**Supplied text:**
“ I believe that what we badly need is social approval of learning and social rewards for learning.” —Isaac Asimov, A Cult of Ignorance
One wonders what Isaac Asimov would have made of today’s events. In his day, he wrote trenchantly about the public’s ability to accept what scientists have to say about public policy. Perhaps too trenchantly. Consider Asimov’s cutting rhetoric in “A Cult of Ignorance,” an essay he wrote in 1980.
There is a cult of ignorance in the United States, and there always has been. The strain of anti-intellectualism has been a constant thread winding its way throughout political and cultural life, nurtured by the false notion that democracy means that “my ignorance is just as good as your knowledge.”
[And] we have a new buzzword … for anyone who admires competence, knowledge, learning, and skill, and who wishes to spread it around. People like that are called “elitists.” That’s the funniest buzzword ever invented because people who are not members of the intellectual elite don’t know what an “elitist” is, or how to pronounce the word.
Yes, that’s trenchant all right. But how persuasive was it? And how persuasive would such rhetoric be today? About as effective, I imagine, as the advocacy of variolation offered by a character in the Kenneth Branagh film, “Frankenstein.” This character, Professor Waldman, is administering what he calls a “tiny, harmless amount of anti-smallpox serum” that will “prevent a plague in this city.”

**Information provided:**
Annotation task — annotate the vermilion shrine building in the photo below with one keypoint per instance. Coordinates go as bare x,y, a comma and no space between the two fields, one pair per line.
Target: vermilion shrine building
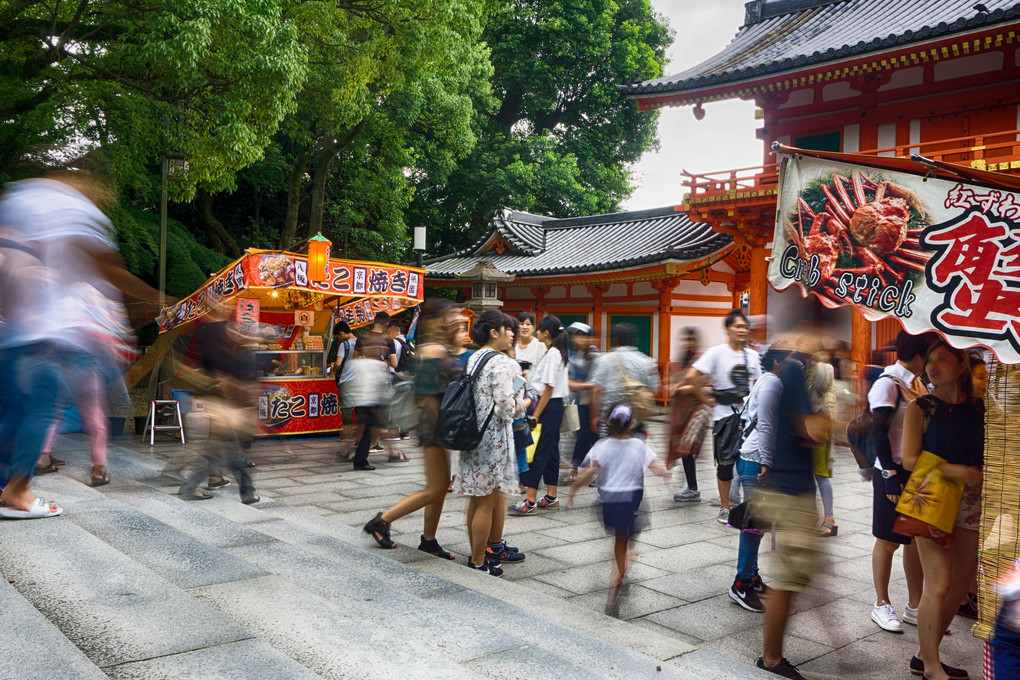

**Check your understanding:**
1. According to the piece on Isaac Asimov, in what year did he write "A Cult of Ignorance"?
2. Pick up the piece on Isaac Asimov and public acceptance of science right after its last sentence, and extend it by a few paragraphs.

**Exercise responses:**
1. 1980

2.
How was that received? Well, a would be recipient of the serum cries, “You just said pox! … You doctors kill people. I don’t care what you say, you’re not stickin’ that in me!” But Waldman insists, adding, “It’s the law!” Unimpressed, the serum skeptic stabs Waldman to death.
Although the film was released 30 years ago, it seems all too relevant today. And so, we might ask, could Waldman have succeed ed, or at least saved his own life, if he had behaved differently? Maybe. But when Waldman confronted the serum skeptic, it was, perhaps, already too late. Similarly, when a vaccine skeptic is about to assume authority over the U.S. Department of Health and Human Services, it may be, in some sense, too late. The political and cultural climate is what it is. By now, Katalin Karikó, PhD, the scientist who laid the groundwork for mRNA vaccines, should be as celebrated as Jonas Salk, MD. But she isn’t.
For us at GEN, as it is for anyone who celebrates scientific advances, our task is to make up for lost time. And we have to recognize that with developments such as social networking, the difficulty of our task is greater than even Isaac Asimov would have imagined. But we must try—and do so without indulging in rancor.